**Dataset content**
= = = = = = =

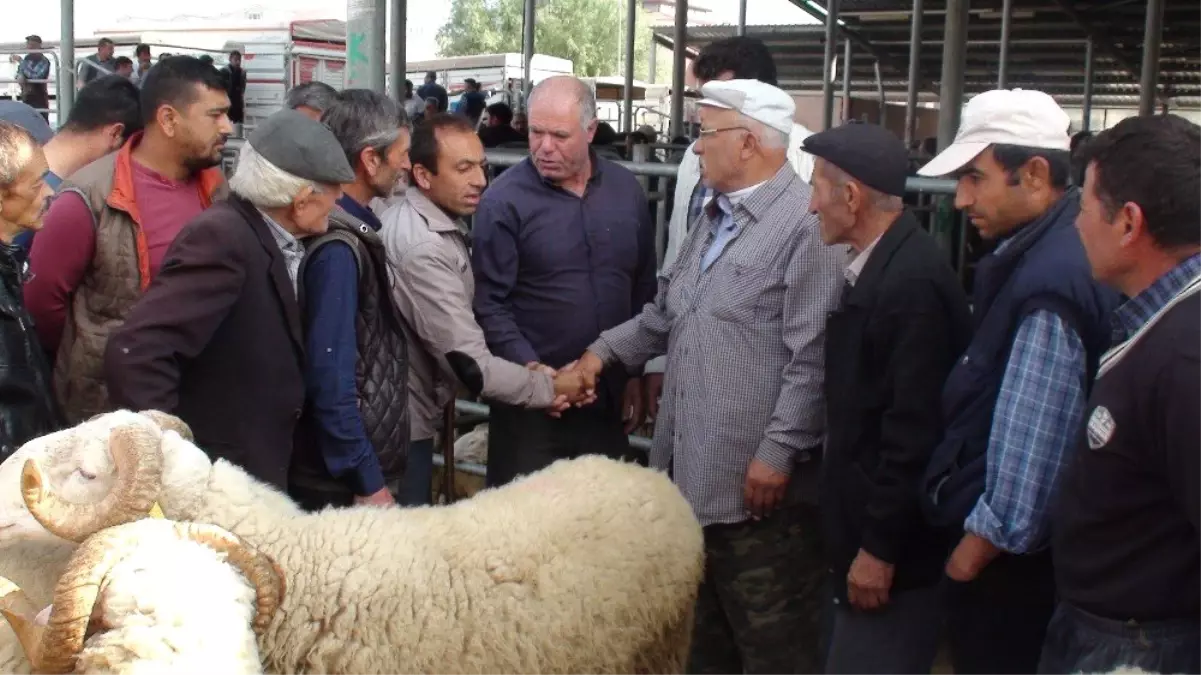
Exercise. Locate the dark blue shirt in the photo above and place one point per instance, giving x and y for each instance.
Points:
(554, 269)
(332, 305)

= = = = = = =

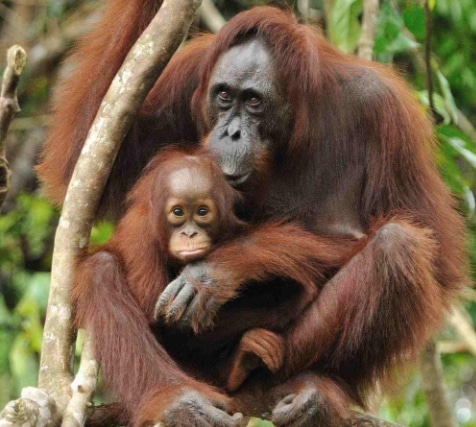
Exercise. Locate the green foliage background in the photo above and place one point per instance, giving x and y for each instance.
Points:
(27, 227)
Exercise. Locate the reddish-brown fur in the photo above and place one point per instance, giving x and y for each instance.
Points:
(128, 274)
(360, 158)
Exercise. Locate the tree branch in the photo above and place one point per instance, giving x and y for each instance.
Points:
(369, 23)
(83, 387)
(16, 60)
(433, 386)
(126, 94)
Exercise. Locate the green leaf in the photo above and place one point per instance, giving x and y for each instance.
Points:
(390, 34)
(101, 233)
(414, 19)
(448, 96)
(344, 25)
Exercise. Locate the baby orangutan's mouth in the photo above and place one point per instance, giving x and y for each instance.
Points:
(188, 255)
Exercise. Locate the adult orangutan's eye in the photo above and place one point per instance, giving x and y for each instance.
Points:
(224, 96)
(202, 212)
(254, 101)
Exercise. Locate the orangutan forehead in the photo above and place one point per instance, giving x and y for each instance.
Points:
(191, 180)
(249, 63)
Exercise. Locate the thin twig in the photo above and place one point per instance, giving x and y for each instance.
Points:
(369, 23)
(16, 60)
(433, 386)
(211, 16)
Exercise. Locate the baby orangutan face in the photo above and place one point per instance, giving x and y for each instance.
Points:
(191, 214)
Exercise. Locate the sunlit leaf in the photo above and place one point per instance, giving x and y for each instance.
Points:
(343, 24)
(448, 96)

= = = = = = =

**What the exercise asks**
Copy out every line of the listing that includes the string "orangutan".

**Exercise result**
Exercise. Locate the baby orangutan's mouth in the photo above and place one point per instance, giving x and y for each instance.
Exercise. Locate the adult orangutan's eye in the photo above and place one point per instance, giving x and y for each instance.
Exercise. Locate the orangutan forehead in the photo above and place one point per instance, giving x and y for each instance.
Exercise. Locate the baby orangutan face in the photo above and place one point per instance, giving x and y for each instance.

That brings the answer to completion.